[Entries from a pointing dataset]
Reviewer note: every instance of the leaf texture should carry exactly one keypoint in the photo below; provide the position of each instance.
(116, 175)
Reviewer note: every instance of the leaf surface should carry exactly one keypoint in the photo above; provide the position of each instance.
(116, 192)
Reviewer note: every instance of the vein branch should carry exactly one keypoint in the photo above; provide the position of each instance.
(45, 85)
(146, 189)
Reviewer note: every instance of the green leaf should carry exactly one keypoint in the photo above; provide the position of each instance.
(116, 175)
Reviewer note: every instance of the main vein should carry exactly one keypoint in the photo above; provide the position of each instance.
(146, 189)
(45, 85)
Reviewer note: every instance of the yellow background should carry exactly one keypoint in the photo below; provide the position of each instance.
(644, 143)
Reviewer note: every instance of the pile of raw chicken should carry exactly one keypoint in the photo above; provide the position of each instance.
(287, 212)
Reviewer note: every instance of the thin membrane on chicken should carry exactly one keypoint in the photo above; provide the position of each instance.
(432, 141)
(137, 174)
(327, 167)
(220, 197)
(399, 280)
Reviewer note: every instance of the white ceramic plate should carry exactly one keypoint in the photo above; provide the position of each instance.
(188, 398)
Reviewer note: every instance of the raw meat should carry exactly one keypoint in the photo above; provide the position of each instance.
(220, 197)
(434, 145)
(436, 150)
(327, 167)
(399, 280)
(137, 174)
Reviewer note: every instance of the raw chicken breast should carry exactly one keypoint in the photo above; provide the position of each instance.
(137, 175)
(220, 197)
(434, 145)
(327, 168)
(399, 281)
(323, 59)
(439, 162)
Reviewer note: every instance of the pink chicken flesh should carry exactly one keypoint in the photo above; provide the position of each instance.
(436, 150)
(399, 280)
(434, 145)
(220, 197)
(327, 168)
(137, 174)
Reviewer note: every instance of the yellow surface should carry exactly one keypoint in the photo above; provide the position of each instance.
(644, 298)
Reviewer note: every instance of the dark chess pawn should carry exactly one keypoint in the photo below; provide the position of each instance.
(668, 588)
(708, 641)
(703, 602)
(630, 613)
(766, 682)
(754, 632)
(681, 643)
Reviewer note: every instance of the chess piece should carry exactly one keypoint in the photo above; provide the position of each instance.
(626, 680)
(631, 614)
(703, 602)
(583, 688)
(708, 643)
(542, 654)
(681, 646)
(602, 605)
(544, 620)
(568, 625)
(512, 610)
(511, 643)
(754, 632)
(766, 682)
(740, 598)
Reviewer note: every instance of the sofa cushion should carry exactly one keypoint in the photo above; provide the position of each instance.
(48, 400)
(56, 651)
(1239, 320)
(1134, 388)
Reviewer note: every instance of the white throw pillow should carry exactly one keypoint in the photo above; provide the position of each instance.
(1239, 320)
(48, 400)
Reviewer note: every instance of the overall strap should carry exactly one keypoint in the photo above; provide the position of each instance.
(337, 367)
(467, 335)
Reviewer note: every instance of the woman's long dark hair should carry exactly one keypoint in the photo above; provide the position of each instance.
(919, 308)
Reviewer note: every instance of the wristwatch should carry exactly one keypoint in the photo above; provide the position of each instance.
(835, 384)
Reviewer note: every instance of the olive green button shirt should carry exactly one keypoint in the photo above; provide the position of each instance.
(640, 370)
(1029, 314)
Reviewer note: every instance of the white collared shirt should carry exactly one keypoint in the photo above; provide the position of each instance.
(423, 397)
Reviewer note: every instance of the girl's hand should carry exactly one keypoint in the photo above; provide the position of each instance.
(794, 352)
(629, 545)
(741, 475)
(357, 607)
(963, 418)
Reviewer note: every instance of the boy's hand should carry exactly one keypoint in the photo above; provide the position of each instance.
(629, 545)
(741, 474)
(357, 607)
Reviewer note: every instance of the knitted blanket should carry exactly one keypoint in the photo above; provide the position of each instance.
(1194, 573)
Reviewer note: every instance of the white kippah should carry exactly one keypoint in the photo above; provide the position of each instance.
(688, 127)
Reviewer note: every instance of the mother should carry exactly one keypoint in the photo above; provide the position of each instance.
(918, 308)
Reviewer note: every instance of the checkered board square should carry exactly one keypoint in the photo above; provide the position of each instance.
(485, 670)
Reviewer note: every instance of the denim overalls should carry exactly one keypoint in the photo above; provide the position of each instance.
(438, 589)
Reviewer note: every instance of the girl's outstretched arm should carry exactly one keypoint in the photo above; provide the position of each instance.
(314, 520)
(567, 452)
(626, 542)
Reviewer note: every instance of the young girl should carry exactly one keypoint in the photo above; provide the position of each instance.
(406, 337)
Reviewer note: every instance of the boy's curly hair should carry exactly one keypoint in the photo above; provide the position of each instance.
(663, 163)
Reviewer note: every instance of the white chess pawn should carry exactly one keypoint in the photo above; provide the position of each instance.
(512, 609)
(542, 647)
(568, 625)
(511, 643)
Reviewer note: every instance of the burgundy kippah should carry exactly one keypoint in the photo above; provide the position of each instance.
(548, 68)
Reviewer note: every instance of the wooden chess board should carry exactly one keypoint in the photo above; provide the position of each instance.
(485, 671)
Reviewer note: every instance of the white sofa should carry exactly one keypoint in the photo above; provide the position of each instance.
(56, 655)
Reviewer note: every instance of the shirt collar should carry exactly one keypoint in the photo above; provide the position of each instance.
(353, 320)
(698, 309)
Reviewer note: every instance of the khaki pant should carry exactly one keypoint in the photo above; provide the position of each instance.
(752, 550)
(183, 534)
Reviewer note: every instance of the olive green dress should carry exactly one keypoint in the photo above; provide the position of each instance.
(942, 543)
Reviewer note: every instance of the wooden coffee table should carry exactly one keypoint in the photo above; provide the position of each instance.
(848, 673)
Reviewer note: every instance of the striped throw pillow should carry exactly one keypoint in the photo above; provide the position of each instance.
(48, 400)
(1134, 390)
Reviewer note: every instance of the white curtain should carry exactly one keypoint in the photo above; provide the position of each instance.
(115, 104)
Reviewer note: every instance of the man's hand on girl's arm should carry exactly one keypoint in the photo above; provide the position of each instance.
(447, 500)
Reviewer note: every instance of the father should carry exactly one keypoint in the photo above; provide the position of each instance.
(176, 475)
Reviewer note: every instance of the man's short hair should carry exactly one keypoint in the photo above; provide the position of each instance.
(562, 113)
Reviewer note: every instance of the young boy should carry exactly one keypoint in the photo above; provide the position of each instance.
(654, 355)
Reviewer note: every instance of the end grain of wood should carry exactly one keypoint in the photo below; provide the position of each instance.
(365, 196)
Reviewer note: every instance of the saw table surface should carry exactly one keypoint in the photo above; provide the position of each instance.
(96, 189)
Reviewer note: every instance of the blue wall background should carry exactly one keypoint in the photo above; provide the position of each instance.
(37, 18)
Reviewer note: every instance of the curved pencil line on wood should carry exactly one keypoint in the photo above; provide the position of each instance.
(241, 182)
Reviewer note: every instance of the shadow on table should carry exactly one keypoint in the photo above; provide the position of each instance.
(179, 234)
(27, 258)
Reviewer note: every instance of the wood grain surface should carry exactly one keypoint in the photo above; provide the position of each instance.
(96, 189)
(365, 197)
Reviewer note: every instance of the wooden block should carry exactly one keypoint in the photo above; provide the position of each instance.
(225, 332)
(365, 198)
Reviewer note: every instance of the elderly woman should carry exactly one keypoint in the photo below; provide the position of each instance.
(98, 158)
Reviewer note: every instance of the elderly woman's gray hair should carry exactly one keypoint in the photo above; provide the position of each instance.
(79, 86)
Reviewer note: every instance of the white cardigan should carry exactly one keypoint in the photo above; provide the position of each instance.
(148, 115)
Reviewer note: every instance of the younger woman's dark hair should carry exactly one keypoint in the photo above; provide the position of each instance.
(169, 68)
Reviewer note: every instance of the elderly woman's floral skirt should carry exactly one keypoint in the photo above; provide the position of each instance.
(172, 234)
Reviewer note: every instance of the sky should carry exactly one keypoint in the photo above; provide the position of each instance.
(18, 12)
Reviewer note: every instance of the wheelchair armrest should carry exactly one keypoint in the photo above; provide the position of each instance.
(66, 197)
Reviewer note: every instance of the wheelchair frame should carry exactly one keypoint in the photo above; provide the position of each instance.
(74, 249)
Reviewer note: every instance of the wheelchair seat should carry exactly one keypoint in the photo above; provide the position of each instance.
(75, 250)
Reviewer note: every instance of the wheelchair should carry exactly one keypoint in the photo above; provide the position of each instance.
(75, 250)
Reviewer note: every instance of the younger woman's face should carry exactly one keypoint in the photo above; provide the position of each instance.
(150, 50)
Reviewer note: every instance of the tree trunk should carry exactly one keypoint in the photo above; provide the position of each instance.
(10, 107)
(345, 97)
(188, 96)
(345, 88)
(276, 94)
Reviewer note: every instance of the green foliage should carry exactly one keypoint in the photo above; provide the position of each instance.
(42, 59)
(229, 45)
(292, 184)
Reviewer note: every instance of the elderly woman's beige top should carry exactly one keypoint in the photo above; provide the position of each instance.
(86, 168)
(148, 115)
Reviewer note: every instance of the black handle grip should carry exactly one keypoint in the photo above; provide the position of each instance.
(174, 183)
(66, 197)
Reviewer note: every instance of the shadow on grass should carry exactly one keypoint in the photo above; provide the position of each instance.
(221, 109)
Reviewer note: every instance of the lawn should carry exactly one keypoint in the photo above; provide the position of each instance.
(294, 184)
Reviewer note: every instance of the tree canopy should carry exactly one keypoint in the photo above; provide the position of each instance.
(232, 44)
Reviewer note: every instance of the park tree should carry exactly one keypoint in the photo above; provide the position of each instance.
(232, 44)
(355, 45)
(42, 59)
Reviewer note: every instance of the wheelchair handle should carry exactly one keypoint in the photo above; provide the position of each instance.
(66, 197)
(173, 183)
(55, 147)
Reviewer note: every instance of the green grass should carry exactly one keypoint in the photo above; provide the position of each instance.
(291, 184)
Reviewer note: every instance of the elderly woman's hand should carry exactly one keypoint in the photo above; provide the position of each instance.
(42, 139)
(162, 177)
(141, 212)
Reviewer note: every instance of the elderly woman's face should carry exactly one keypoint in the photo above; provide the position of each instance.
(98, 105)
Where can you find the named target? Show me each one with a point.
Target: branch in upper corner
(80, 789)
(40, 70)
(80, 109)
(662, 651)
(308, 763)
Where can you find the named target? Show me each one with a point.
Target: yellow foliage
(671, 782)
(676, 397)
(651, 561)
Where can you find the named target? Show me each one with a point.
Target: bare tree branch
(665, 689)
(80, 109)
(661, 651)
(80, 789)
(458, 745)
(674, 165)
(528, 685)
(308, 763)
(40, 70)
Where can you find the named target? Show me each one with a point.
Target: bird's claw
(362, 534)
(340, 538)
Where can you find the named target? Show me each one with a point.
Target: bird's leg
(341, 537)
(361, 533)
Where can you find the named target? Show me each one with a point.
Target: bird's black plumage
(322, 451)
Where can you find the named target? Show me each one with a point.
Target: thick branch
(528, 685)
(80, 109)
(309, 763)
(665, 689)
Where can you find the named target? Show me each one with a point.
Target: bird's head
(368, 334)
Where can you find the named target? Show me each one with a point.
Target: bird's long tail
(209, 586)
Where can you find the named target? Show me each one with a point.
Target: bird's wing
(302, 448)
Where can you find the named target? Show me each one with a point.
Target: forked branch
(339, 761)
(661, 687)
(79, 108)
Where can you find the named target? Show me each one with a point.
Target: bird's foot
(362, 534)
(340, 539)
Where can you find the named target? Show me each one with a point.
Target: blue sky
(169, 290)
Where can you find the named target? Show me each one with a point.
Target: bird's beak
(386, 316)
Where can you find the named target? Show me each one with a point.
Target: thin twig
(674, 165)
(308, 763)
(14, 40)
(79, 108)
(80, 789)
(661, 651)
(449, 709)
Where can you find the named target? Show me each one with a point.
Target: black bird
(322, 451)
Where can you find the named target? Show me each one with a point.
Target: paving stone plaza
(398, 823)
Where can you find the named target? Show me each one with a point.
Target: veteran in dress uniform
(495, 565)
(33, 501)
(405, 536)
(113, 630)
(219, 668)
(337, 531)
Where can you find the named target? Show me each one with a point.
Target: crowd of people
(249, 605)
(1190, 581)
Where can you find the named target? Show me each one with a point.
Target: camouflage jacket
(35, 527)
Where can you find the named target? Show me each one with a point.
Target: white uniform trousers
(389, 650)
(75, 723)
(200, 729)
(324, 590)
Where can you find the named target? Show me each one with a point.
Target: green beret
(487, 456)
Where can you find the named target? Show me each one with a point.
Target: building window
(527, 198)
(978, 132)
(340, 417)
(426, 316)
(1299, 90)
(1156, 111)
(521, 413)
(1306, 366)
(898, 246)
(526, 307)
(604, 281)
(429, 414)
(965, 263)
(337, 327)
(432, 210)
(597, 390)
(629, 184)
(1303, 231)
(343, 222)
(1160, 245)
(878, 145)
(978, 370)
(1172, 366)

GOAL:
Reproduce word for word the lines of the records starting with the line that contains "Reviewer note: every instance of the raw chicken" and going on through the line that contains "(1134, 388)", both included.

OUTPUT OF THE TASK:
Reviewer note: every instance of the raw chicken breast should carry exactly one keypoint in the photo above; provide the position of each instance.
(137, 175)
(220, 197)
(434, 145)
(327, 168)
(399, 281)
(323, 59)
(439, 162)
Reviewer note: every instance of the pink chicken flesh should carry exactly one keypoint in the photo above; provide the position of each instance.
(436, 150)
(399, 280)
(434, 145)
(220, 197)
(327, 168)
(137, 174)
Reviewer note: every instance of the yellow surface should carry exactly one keypoint in the photo above; provide the position of each instance.
(644, 298)
Reviewer note: every instance of the dark chess pawn should carry exactly one keypoint in the photo below; provide the position of each instance.
(668, 588)
(708, 641)
(703, 602)
(630, 613)
(766, 682)
(754, 632)
(681, 643)
Reviewer note: every instance of the chess piece should carry exactly one keypoint in the photo above; provide the position of each instance.
(626, 680)
(631, 614)
(703, 602)
(583, 688)
(708, 643)
(542, 654)
(681, 646)
(602, 605)
(544, 620)
(568, 625)
(512, 610)
(511, 643)
(754, 632)
(766, 682)
(740, 598)
Reviewer note: every instance of the sofa cushion should carry exactly one keypoint in the photo above; provide the position of each instance.
(48, 400)
(56, 651)
(1239, 320)
(1134, 388)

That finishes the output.